> TASK PROMPT: The required output is every entry below, copied exactly.

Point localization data

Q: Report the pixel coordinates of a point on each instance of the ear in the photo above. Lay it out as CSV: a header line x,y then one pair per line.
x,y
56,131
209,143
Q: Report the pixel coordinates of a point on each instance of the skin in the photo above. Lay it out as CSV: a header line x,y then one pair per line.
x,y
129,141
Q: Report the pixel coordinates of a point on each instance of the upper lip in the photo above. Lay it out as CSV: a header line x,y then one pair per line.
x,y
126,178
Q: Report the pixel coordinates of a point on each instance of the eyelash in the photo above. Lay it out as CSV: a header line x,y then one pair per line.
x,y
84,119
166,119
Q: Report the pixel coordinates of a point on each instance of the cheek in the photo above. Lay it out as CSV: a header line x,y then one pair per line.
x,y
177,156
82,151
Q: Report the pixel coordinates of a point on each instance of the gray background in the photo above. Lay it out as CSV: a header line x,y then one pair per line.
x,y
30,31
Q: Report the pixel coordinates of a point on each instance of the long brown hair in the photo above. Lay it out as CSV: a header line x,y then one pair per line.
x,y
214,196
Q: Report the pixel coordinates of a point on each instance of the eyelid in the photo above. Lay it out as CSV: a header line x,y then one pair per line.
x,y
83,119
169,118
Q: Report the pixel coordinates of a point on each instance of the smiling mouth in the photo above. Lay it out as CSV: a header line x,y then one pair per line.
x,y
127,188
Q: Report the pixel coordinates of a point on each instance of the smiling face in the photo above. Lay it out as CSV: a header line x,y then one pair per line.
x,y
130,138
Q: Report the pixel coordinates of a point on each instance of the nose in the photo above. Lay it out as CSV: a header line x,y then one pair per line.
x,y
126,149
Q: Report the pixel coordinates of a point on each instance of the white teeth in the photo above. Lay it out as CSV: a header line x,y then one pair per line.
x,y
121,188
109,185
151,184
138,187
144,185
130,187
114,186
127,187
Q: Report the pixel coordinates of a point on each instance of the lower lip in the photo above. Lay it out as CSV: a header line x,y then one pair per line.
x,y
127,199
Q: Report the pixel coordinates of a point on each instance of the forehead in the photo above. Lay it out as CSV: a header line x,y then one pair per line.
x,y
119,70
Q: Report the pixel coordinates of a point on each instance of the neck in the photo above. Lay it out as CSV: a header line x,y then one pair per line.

> ANSWER SPACE:
Q: Report the pixel coordinates of a point on each instance of the ear in the photo above. Lay it out as CSV: a header line x,y then one pair per line.
x,y
56,131
209,143
Q: Report the pixel coordinates of a point on each instance of the skin in the photo above. Lay it out as CSV: a header line x,y then one pair per line.
x,y
129,141
Q: Report the pixel coordinates of a point on each instance of the upper lip in the photo above. Lay it out as CSV: a header line x,y then one pair per line.
x,y
126,178
Q: Report the pixel coordinates of a point on each instance of the eyelash in the photo above. Lay it out as CSV: a header line x,y then one pair per line.
x,y
84,119
166,119
Q: Report the pixel coordinates of a point on each instance of the cheek in the photo above. Lay it out as CSV: a header line x,y then one pair per line.
x,y
177,156
82,151
Q: Report the pixel coordinates of a point on each instance of the gray background in the photo above. Lay it out as CSV: a header line x,y then one pair per line.
x,y
30,31
Q: Report the pixel coordinates of a point on each instance of the long brown hair in the photo above. Lay it out as CSV: a header line x,y then one pair per line.
x,y
214,196
Q: Report the pixel coordinates of a point on each instance of the eyelid in the photo above. Lay it out as CSV: a header line x,y then one pair per line.
x,y
83,119
169,118
Q: Report the pixel coordinates of a point on each instance of the smiling mouth in the photo above. Lay it out as CSV: a header line x,y then one pair per line.
x,y
127,188
Q: Report the pixel coordinates of a point on each instance of the smiling face in the photo above. Lay it out as CSV: a header line x,y then one pair per line.
x,y
130,138
Q: Report the pixel coordinates of a point on each instance of the nose in the photo above. Lay it out as CSV: a header line x,y then one pair per line.
x,y
126,149
Q: Report the pixel coordinates of a point on each instance of the white teeth in the photo above. Lay it out as CSV: a header line x,y then one pair per line.
x,y
121,188
109,185
151,184
138,187
144,185
130,187
114,186
127,187
Q: Report the pixel coordinates of a point on each instance of the lower lip in the photo above. Lay it out as CSV: a header line x,y then one pair per line.
x,y
127,199
Q: Report the pixel coordinates of a point on each instance of the forehead in the photo above. Lay it out as CSV: a header line x,y then one pair per line.
x,y
119,70
Q: Report the pixel coordinates of a point on each instance of the neck in the photo above. Lay it out as CSV: a header line x,y then one pair per line.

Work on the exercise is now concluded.